▶ **Directions**:
Each line below must be reproduced exactly as it stands. Pictures stay out of the copy.
───
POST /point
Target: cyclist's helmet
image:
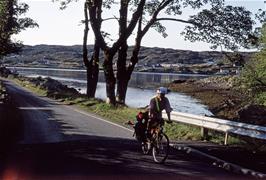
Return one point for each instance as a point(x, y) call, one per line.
point(162, 90)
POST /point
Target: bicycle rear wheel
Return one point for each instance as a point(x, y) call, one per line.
point(160, 148)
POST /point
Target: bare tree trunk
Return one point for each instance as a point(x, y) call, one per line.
point(92, 66)
point(122, 56)
point(122, 79)
point(109, 77)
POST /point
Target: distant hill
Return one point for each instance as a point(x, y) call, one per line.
point(149, 58)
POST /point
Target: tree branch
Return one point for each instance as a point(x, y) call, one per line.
point(177, 20)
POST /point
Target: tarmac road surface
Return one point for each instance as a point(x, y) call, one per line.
point(61, 142)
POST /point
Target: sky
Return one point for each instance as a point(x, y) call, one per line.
point(63, 27)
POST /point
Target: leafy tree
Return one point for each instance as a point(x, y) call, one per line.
point(215, 23)
point(11, 24)
point(253, 77)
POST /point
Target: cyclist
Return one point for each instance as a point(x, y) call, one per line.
point(157, 104)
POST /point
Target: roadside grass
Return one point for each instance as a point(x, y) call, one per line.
point(122, 114)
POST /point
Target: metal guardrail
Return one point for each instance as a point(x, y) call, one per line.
point(226, 126)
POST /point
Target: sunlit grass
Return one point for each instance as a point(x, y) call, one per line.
point(122, 114)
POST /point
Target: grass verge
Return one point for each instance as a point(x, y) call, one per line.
point(122, 114)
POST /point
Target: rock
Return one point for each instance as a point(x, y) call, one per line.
point(4, 72)
point(253, 114)
point(54, 88)
point(178, 81)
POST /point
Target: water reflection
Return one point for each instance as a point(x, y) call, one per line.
point(136, 97)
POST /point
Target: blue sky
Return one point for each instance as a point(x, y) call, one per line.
───
▶ **Output**:
POST /point
Target: cyclist's helmet
image:
Return one point for each instance as a point(x, y) call, one per line.
point(162, 90)
POST /point
Target: bicycle rear wheel
Return one point for each instance as a point(x, y) call, one per line.
point(160, 148)
POST /point
Target: bare tree trunk
Return one point for each instance as a point(x, y) call, one per line.
point(92, 66)
point(122, 56)
point(122, 79)
point(109, 77)
POST /point
Target: distant hill
Return one point for each instance as a point(x, y) call, one per line.
point(149, 58)
POST /point
Target: tree branch
Return one point for each instance as a point(x, y) call, one per line.
point(177, 20)
POST /point
Target: tarmac road surface
Return one point for each instance as a point(x, y) call, one per line.
point(61, 142)
POST /point
Target: sky
Return one point for each instance as a point(x, y) call, one per line.
point(63, 27)
POST /point
Target: leafy tree
Return one point for each instance as a point(x, y) call, one per line.
point(215, 23)
point(11, 24)
point(253, 77)
POST /point
Target: cyclist
Return one point for each instance as a point(x, y) call, one per line.
point(157, 104)
POST /point
Target: roadside grass
Return one point for each instance as a point(x, y) call, one per line.
point(122, 114)
POST /point
Target: metal guardrail
Return one point for each instance as a point(x, y) call, one per line.
point(226, 126)
POST /point
Target: sunlit grass
Return one point for each instance as a point(x, y) call, one per line.
point(122, 114)
POST /point
Target: grass verge
Return one point for each instance as a point(x, y) call, one per line.
point(122, 114)
POST /point
Target: rock
Return one point for each instance as a point(x, y) call, one per line.
point(4, 72)
point(253, 114)
point(54, 88)
point(178, 81)
POST /point
Target: water reflection
Return one point for each instance as a point(x, y) call, one per line.
point(136, 97)
POST /point
Target: blue sky
Return one point for each instance as a point(x, y) call, one per line.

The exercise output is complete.